It doesn't benefit anyone if your engine seizes up, and it doesn't benefit anyone if your computer crashes.
It's simple, it's easy, millions of consumers who aren't chemical engineers buy engine oil every day without wrecking their cars.
Why is it expecting too much for computer vendors to do the same?
And, while we're at it, why don't all computers use parity-checked memory? This was standard on 100% of all computers before the micro age, and for some reason people started putting in non-parity memory to save money and asserting that "it works."
And our computers crash a lot, and nobody knows why and nobody does anything about it and everyone just accepts that that's the way computers are...
"How to Do Nothing," kids activities, back in print!
You've been lucky on RAM for sure. Now about this static discharge thing. I also never used to use wriststraps or any other static precaution working on home stuff. I always did it right at work because it was required, but at home I routinely did just about anything I could to static damage them because I knew it was unlikely to cause a problem. My experience was always that the components worked fine anyways, and that ESD damage must be such a low occurence that you're just not likely to ever see it so it's not worth the trouble.
However, later on down the line I learned the error of my ways. I was failing to understand the nature of ESD damage. Someone finally clued me in. In short, ESD damage *does* happen with a surprisingly high frequency when you handle components unsafely, but you don't notice because the damage takes time to show. Essentially the high voltage of the ESD (ESD like when you shock yourself on a doorknob is very high voltage, it's just very low current) is destructive to the transistor junctions, but it usually doesn't cause immediate complete failure. A few days, months, or even years down the road, the junction will prematurely break down, having had a shortened lifespan because of the ESD damage.

→ Instructions
(A) According to the forum thread, why did the writer fail to notice ESD damage when handling components without static precautions? Answer in one to three sentences.
(B) Duplicate the forum thread from "Why is it expecting" up to and including "way computers are...".
The data is separate material with no connection to the forum thread.

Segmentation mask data
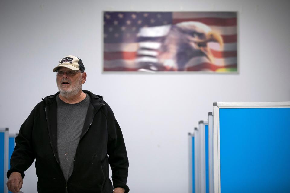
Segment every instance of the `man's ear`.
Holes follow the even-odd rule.
[[[85,81],[87,79],[87,73],[85,72],[83,72],[82,73],[82,84],[83,84],[85,82]]]

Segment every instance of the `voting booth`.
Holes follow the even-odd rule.
[[[208,120],[198,122],[199,143],[199,175],[198,192],[208,193]]]
[[[209,193],[213,193],[214,185],[214,124],[212,112],[208,114],[208,191]]]
[[[8,128],[0,128],[0,192],[4,193],[8,192],[6,173],[8,167],[9,140]]]
[[[289,120],[289,102],[214,103],[214,192],[290,192]]]
[[[195,129],[197,129],[196,128]],[[194,193],[194,133],[188,133],[188,193]]]

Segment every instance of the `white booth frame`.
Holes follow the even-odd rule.
[[[290,102],[240,102],[213,103],[214,176],[215,193],[221,193],[220,109],[290,108]]]

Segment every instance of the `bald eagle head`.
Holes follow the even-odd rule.
[[[178,71],[204,56],[213,63],[214,57],[208,45],[210,42],[223,44],[221,36],[207,25],[200,22],[188,21],[172,25],[159,50],[158,63]]]

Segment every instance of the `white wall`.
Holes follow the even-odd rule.
[[[103,96],[122,129],[131,192],[185,192],[187,134],[216,102],[290,100],[289,1],[0,2],[0,127],[17,132],[41,98],[57,90],[53,68],[74,55],[83,88]],[[238,12],[236,75],[102,74],[103,11]],[[33,165],[22,190],[36,191]]]

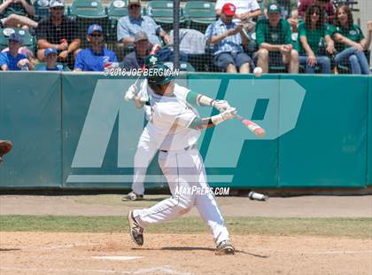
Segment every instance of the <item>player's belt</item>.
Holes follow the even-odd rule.
[[[194,149],[194,148],[195,148],[195,145],[192,145],[184,147],[183,150],[188,151],[188,150],[191,150],[191,149]],[[177,150],[174,150],[174,151],[177,151]],[[169,151],[169,150],[160,150],[160,152],[168,153],[168,152],[172,152],[172,151]]]

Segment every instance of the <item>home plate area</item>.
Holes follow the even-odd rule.
[[[0,274],[369,274],[368,240],[233,235],[214,255],[211,235],[1,232]],[[314,264],[316,263],[316,264]]]

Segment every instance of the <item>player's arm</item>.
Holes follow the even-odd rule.
[[[215,100],[201,93],[197,93],[191,90],[186,92],[186,101],[194,106],[212,106],[220,112],[226,111],[230,106],[226,100]]]
[[[222,113],[213,116],[205,118],[196,117],[189,125],[189,128],[194,130],[204,130],[206,128],[213,127],[223,122],[226,122],[227,120],[234,118],[236,114],[236,109],[229,107],[226,111],[223,111]]]

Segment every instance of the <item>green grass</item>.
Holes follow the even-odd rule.
[[[235,234],[372,238],[372,218],[229,217]],[[1,232],[124,232],[126,216],[0,216]],[[208,229],[198,217],[149,226],[151,233],[198,233]]]

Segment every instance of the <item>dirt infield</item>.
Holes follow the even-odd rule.
[[[370,240],[233,236],[236,255],[217,256],[205,234],[147,234],[141,248],[128,234],[1,232],[1,239],[2,275],[361,275],[372,271]]]
[[[124,202],[120,195],[28,196],[1,195],[0,215],[123,216],[168,198],[147,195],[146,200]],[[301,196],[270,198],[218,197],[225,216],[372,217],[372,196]],[[187,216],[198,216],[194,208]]]
[[[153,205],[165,197],[122,202],[120,195],[6,195],[0,196],[0,215],[125,219],[128,209]],[[218,202],[226,217],[372,216],[372,196],[272,198],[267,202],[229,197],[218,198]],[[189,214],[197,215],[195,210]],[[210,234],[145,232],[144,237],[144,246],[138,248],[125,232],[0,232],[0,274],[372,274],[372,238],[232,234],[236,255],[217,256]]]

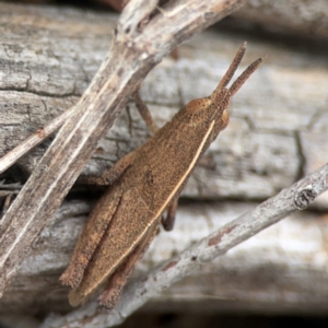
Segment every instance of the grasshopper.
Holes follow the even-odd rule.
[[[98,301],[113,308],[160,221],[165,230],[173,229],[181,189],[200,156],[229,124],[231,97],[265,60],[254,61],[227,89],[245,51],[246,43],[210,96],[191,101],[161,129],[156,129],[141,98],[136,97],[154,134],[95,178],[95,183],[110,187],[91,212],[70,265],[60,277],[72,288],[72,306],[83,304],[109,278]]]

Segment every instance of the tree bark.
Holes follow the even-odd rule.
[[[8,3],[0,3],[0,9],[2,156],[78,102],[106,56],[117,16]],[[236,16],[241,15],[243,12]],[[258,19],[254,15],[249,14],[247,20],[265,21],[259,19],[262,15],[256,14]],[[268,26],[272,24],[278,24],[273,17]],[[301,24],[297,26],[301,28]],[[326,37],[327,28],[318,31],[314,34]],[[294,42],[296,47],[291,47],[289,37],[281,38],[280,43],[268,42],[270,36],[273,38],[274,34],[259,36],[251,31],[243,35],[233,28],[222,32],[219,24],[181,45],[177,60],[165,58],[144,81],[141,95],[156,122],[163,125],[184,104],[212,92],[244,39],[248,40],[244,67],[259,56],[269,55],[262,68],[234,97],[229,127],[211,145],[184,191],[185,197],[198,199],[199,203],[181,207],[176,230],[160,234],[136,276],[254,207],[250,200],[271,197],[328,162],[327,50],[312,47],[313,44],[307,46],[302,39]],[[98,142],[83,174],[101,174],[149,136],[131,102],[106,138]],[[22,176],[10,169],[1,178],[24,180],[49,142],[19,161],[15,166]],[[92,206],[83,199],[85,195],[81,198],[71,194],[77,200],[66,202],[52,218],[0,300],[0,313],[69,309],[67,290],[60,286],[58,277],[69,261]],[[203,199],[214,202],[201,202]],[[216,203],[218,199],[224,201]],[[245,199],[248,201],[243,202]],[[328,196],[324,195],[316,209],[327,208]],[[326,313],[328,232],[325,219],[320,212],[292,215],[225,257],[202,266],[149,308],[180,308],[192,298],[197,306],[208,308],[211,304],[215,311]]]

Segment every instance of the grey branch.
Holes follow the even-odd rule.
[[[63,317],[49,317],[40,328],[81,327],[87,317],[92,327],[112,327],[120,324],[147,301],[155,297],[173,283],[190,274],[204,262],[224,255],[229,249],[279,222],[296,210],[306,209],[317,196],[328,189],[328,164],[306,176],[292,187],[283,189],[253,211],[225,224],[200,243],[163,263],[138,281],[130,282],[119,304],[109,313],[90,303]]]
[[[108,56],[2,220],[0,295],[59,208],[96,142],[147,73],[179,43],[244,2],[174,1],[165,8],[164,15],[155,15],[142,31],[138,24],[154,9],[154,1],[128,3]],[[131,14],[139,7],[142,9],[138,15]]]

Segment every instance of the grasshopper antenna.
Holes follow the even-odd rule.
[[[220,81],[216,90],[222,90],[224,89],[227,83],[231,81],[231,79],[233,78],[236,69],[238,68],[244,55],[245,55],[245,51],[246,51],[246,46],[247,46],[247,43],[244,42],[243,45],[239,47],[233,62],[230,65],[226,73],[224,74],[224,77],[222,78],[222,80]],[[215,90],[215,91],[216,91]]]
[[[239,78],[229,89],[231,96],[233,96],[242,87],[246,80],[257,70],[257,68],[265,61],[267,57],[268,56],[260,57],[247,67],[242,75],[239,75]]]

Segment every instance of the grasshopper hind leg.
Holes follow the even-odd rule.
[[[157,221],[149,230],[143,239],[136,246],[127,259],[110,276],[105,291],[98,297],[99,305],[110,309],[114,308],[119,301],[121,290],[125,286],[129,276],[132,273],[136,265],[148,249],[150,243],[157,232]]]
[[[92,255],[119,207],[121,195],[120,188],[108,189],[91,212],[70,265],[60,277],[63,285],[75,289],[80,284]],[[106,213],[106,215],[98,215],[99,212]]]

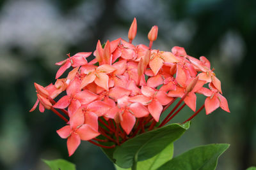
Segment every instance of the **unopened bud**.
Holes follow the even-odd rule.
[[[189,84],[187,86],[186,90],[187,92],[190,92],[193,90],[195,86],[196,86],[197,81],[198,81],[198,77],[196,77],[191,81],[190,81]]]
[[[41,95],[44,97],[47,97],[49,96],[48,91],[46,90],[46,89],[44,87],[36,83],[34,83],[34,85],[36,89],[36,92],[38,94],[39,94],[40,95]]]
[[[154,25],[152,27],[148,34],[149,41],[154,41],[157,38],[158,27]]]
[[[44,97],[39,94],[37,94],[37,97],[38,98],[39,101],[40,103],[44,106],[44,107],[47,110],[51,110],[52,106],[52,104],[51,102],[47,99],[45,97]]]
[[[133,20],[132,24],[131,25],[130,29],[128,32],[128,38],[129,43],[132,43],[132,39],[134,39],[136,34],[137,34],[137,20],[136,18]]]
[[[110,64],[110,57],[111,55],[111,53],[110,51],[110,43],[109,41],[107,41],[106,43],[104,48],[103,50],[103,60],[105,64]]]
[[[102,46],[101,46],[100,40],[98,40],[98,43],[97,43],[95,55],[95,57],[99,62],[102,62],[103,49]]]

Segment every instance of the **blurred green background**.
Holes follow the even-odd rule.
[[[93,51],[98,39],[127,39],[134,17],[135,44],[147,45],[148,32],[158,25],[153,48],[181,46],[189,55],[206,56],[228,101],[231,113],[200,113],[175,143],[175,155],[227,143],[217,169],[256,166],[256,1],[1,0],[0,169],[49,169],[41,159],[59,158],[78,170],[114,169],[100,149],[86,141],[68,157],[66,140],[56,132],[62,121],[48,111],[28,111],[36,99],[33,82],[54,82],[55,62],[68,52]],[[191,114],[186,108],[174,122]]]

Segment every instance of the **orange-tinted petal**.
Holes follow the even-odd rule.
[[[154,73],[154,74],[156,76],[159,69],[162,67],[163,65],[163,60],[159,57],[155,57],[153,59],[152,59],[149,62],[149,67],[152,69]]]
[[[108,76],[103,73],[97,73],[97,76],[96,76],[94,82],[99,87],[108,91]]]
[[[161,113],[163,111],[162,104],[161,104],[159,101],[156,100],[153,100],[148,104],[148,108],[149,113],[150,113],[154,119],[155,119],[155,120],[158,122],[158,121],[159,121]]]
[[[80,138],[78,134],[72,133],[67,141],[68,146],[68,155],[71,156],[76,150],[81,143]]]
[[[88,141],[96,138],[100,134],[92,129],[88,124],[83,124],[77,131],[76,132],[80,136],[81,140]]]
[[[58,130],[56,132],[60,138],[66,139],[72,132],[72,129],[70,125],[65,125]]]
[[[129,134],[135,124],[135,117],[127,111],[125,111],[122,117],[123,121],[121,122],[122,128],[123,128],[127,134]]]
[[[214,95],[212,99],[208,97],[205,101],[205,112],[206,115],[209,115],[218,107],[220,107],[220,101],[217,96]]]

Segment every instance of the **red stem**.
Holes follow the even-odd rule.
[[[95,145],[96,146],[100,146],[100,147],[102,147],[102,148],[115,148],[116,146],[115,145],[113,145],[112,146],[104,146],[104,145],[102,145],[100,144],[97,143],[95,143],[95,142],[94,142],[93,141],[91,141],[91,140],[88,141],[90,142],[90,143],[92,143],[93,145]]]
[[[196,116],[197,114],[199,113],[199,112],[200,112],[204,108],[204,104],[203,104],[203,106],[201,106],[201,108],[200,108],[200,109],[198,109],[198,111],[196,111],[196,112],[195,112],[191,117],[190,117],[188,119],[187,119],[185,122],[184,122],[182,124],[185,124],[186,122],[187,122],[188,121],[189,121],[190,120],[191,120],[192,118],[193,118],[195,116]]]
[[[180,99],[180,100],[178,102],[178,103],[176,104],[176,106],[174,106],[174,108],[172,109],[171,112],[170,112],[170,113],[167,115],[167,117],[164,119],[164,120],[160,124],[159,127],[162,127],[163,124],[165,124],[165,122],[166,122],[166,120],[169,118],[169,117],[172,115],[172,114],[173,113],[173,112],[175,111],[175,110],[179,107],[179,106],[180,106],[181,103],[182,103],[184,99],[185,99],[185,97],[187,96],[188,94],[188,92],[186,92],[186,94],[184,94],[184,95],[182,96],[182,97]]]
[[[163,125],[159,125],[159,127],[161,127],[163,126],[164,126],[166,124],[167,124],[168,122],[170,122],[170,120],[171,120],[175,116],[176,116],[177,114],[178,114],[179,112],[180,112],[180,111],[183,109],[183,108],[186,106],[186,104],[183,104],[182,106],[181,106],[181,107],[177,110],[176,111],[175,113],[174,113],[173,115],[172,115],[172,117],[170,117],[166,122],[165,123],[164,123]]]
[[[61,118],[62,118],[65,122],[66,122],[66,123],[67,123],[68,122],[68,120],[64,117],[61,114],[60,114],[57,110],[56,110],[54,108],[51,108],[51,110],[55,114],[56,114],[59,117],[60,117]]]

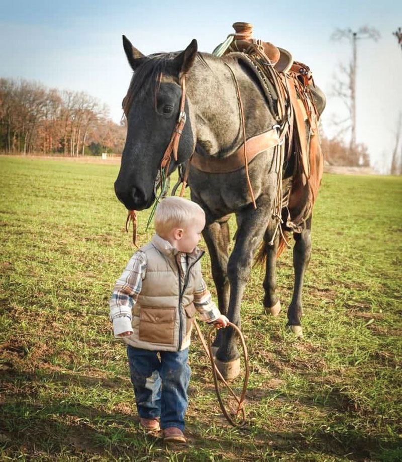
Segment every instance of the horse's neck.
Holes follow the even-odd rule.
[[[217,59],[203,55],[208,66],[196,61],[187,80],[187,94],[192,108],[197,149],[204,155],[225,156],[242,142],[243,132],[236,83],[244,108],[247,138],[263,133],[272,125],[258,85],[233,59]],[[208,67],[209,66],[209,67]]]

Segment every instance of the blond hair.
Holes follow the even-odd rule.
[[[188,226],[199,213],[205,216],[204,210],[195,202],[169,196],[161,201],[156,207],[154,217],[155,230],[163,236],[174,228]]]

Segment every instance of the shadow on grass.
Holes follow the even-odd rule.
[[[61,384],[66,388],[71,384],[88,387],[96,385],[109,392],[111,388],[116,389],[117,392],[121,387],[118,380],[47,373],[43,369],[27,374],[6,371],[0,382],[2,391],[6,392],[6,399],[0,401],[0,448],[3,448],[0,455],[12,458],[24,453],[35,457],[40,452],[56,460],[61,454],[63,457],[78,455],[86,460],[96,456],[106,459],[132,458],[135,454],[138,460],[151,461],[159,460],[156,457],[165,454],[162,439],[145,434],[139,428],[136,415],[106,411],[97,408],[96,404],[83,405],[73,396],[64,395],[40,402],[33,386],[43,383],[44,379]],[[14,382],[30,383],[32,392],[19,395],[13,393]],[[249,391],[253,394],[254,390]],[[234,433],[225,421],[220,418],[214,422],[219,430],[213,433],[209,431],[211,420],[202,416],[198,418],[203,420],[189,421],[188,445],[179,448],[180,453],[185,454],[187,461],[270,461],[276,459],[274,454],[285,456],[294,454],[296,450],[300,460],[313,460],[312,454],[317,453],[346,456],[356,462],[399,460],[396,445],[344,426],[337,430],[336,426],[317,428],[313,423],[300,422],[291,431],[272,432],[256,423],[256,419],[252,417],[248,426]],[[215,454],[215,458],[211,459],[211,454]]]

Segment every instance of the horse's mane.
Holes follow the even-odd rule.
[[[150,90],[151,94],[153,94],[154,97],[156,98],[161,76],[174,75],[176,74],[175,69],[173,68],[173,60],[180,52],[157,53],[150,55],[147,57],[149,59],[145,60],[135,70],[131,78],[127,94],[122,103],[123,109],[126,116],[135,96],[140,92],[145,93]],[[198,52],[196,56],[197,60],[210,70],[212,70],[210,65],[212,61],[223,63],[223,61],[232,60],[234,58],[234,56],[230,55],[217,58],[209,53],[200,52]]]
[[[155,94],[163,74],[169,73],[173,59],[177,53],[158,53],[150,55],[135,70],[131,78],[127,94],[123,100],[123,109],[126,116],[136,95],[150,88]]]

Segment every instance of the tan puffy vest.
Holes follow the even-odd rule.
[[[187,254],[184,275],[179,252],[157,234],[140,250],[147,259],[146,275],[133,309],[133,333],[124,339],[147,350],[183,350],[190,344],[195,312],[193,294],[201,284],[199,259],[204,252],[196,248]]]

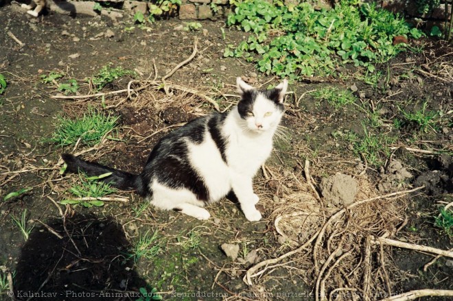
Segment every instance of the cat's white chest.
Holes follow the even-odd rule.
[[[251,138],[240,134],[231,137],[226,158],[235,172],[253,177],[259,167],[270,155],[272,136],[266,134]]]

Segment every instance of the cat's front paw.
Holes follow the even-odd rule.
[[[258,221],[262,218],[261,213],[255,208],[248,210],[247,212],[244,212],[244,214],[250,221]]]
[[[258,204],[258,202],[259,202],[259,197],[256,195],[256,193],[253,193],[253,197],[252,198],[252,204],[254,205],[256,205]]]
[[[27,13],[31,14],[32,16],[33,16],[34,17],[38,16],[38,13],[36,12],[35,12],[34,10],[27,10]]]

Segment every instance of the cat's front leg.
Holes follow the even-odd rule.
[[[261,219],[261,213],[257,210],[255,205],[259,200],[259,197],[253,193],[252,179],[242,175],[234,175],[231,186],[239,203],[241,209],[246,218],[250,221],[257,221]]]

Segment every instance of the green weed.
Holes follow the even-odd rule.
[[[93,75],[91,80],[97,91],[100,91],[115,80],[124,75],[135,76],[135,72],[123,69],[121,67],[112,67],[110,64],[103,67],[99,73]]]
[[[12,197],[17,197],[19,195],[23,195],[23,193],[27,191],[30,191],[30,190],[32,190],[31,188],[23,188],[17,191],[10,192],[10,193],[5,195],[5,197],[3,197],[3,202],[8,201]]]
[[[27,241],[30,232],[34,228],[34,226],[30,227],[27,225],[28,224],[27,209],[24,209],[22,215],[21,215],[20,219],[18,217],[16,217],[14,215],[11,215],[11,221],[14,226],[19,228],[21,233],[22,233],[22,235],[23,235],[23,238],[25,239],[25,241]]]
[[[201,243],[200,232],[194,229],[189,231],[185,237],[178,237],[178,239],[184,250],[196,249]]]
[[[435,130],[434,118],[437,116],[437,112],[434,111],[426,112],[428,101],[423,103],[421,109],[416,110],[415,112],[408,112],[399,107],[398,108],[403,113],[406,120],[412,123],[415,123],[419,129],[423,132],[427,132],[428,129]]]
[[[162,300],[162,296],[157,293],[157,289],[155,287],[151,289],[151,291],[149,292],[145,287],[140,287],[139,291],[141,293],[141,296],[138,299],[136,299],[135,301],[151,301]]]
[[[136,263],[142,257],[152,260],[156,256],[162,253],[162,246],[159,241],[157,231],[150,235],[148,230],[144,234],[140,234],[139,241],[132,249],[133,254],[129,254]]]
[[[262,72],[290,80],[330,75],[337,65],[347,62],[373,72],[375,63],[407,47],[393,45],[393,37],[421,35],[402,17],[378,9],[374,3],[359,7],[355,1],[342,0],[329,11],[315,10],[306,2],[233,3],[235,8],[227,25],[253,34],[236,47],[229,45],[224,56],[243,57],[256,62]]]
[[[453,211],[451,209],[442,208],[440,214],[435,218],[434,226],[441,228],[449,237],[453,237]]]
[[[5,78],[5,75],[0,73],[0,95],[3,94],[3,92],[5,92],[5,89],[6,89],[6,78]]]
[[[68,80],[65,84],[60,84],[58,90],[67,95],[69,93],[76,93],[79,89],[79,84],[76,80]]]
[[[78,119],[58,117],[55,132],[49,141],[58,143],[62,147],[75,145],[80,139],[81,143],[94,145],[115,130],[118,118],[110,115],[106,115],[93,108]]]
[[[383,134],[373,134],[367,130],[364,125],[364,136],[357,137],[353,143],[353,152],[356,155],[362,156],[370,165],[380,166],[384,157],[390,156],[390,149],[387,146],[393,139]]]
[[[202,27],[202,25],[199,22],[187,22],[183,29],[186,32],[196,32],[199,30],[201,27]]]
[[[54,80],[61,78],[65,76],[65,73],[61,73],[60,72],[51,71],[48,75],[43,74],[41,75],[41,82],[43,84],[49,84],[49,82],[53,82]]]
[[[347,90],[339,89],[336,87],[325,87],[311,93],[313,98],[316,100],[327,100],[329,104],[338,109],[352,104],[356,101],[356,97]]]
[[[85,180],[80,173],[79,178],[80,179],[80,185],[76,185],[69,189],[71,192],[74,195],[78,197],[80,199],[69,199],[64,200],[60,202],[63,205],[67,204],[76,205],[80,204],[85,208],[91,208],[93,206],[100,207],[104,206],[104,202],[100,200],[82,200],[83,197],[89,198],[98,198],[106,195],[108,195],[117,191],[117,189],[111,186],[111,184],[105,182],[100,182],[104,178],[108,177],[112,173],[106,173],[100,176],[95,176],[89,178],[86,178]]]

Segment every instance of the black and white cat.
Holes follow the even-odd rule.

→ Results of the exercise
(A) ESD damage usually doesn't cause immediate complete failure, so it goes unnoticed at first. The high voltage harms the transistor junctions, which then break down prematurely days, months, or even years later because of their shortened lifespan.

(B)
Why is it expecting too much for computer vendors to do the same?
And, while we're at it, why don't all computers use parity-checked memory? This was standard on 100% of all computers before the micro age, and for some reason people started putting in non-parity memory to save money and asserting that "it works."
And our computers crash a lot, and nobody knows why and nobody does anything about it and everyone just accepts that that's the way computers are...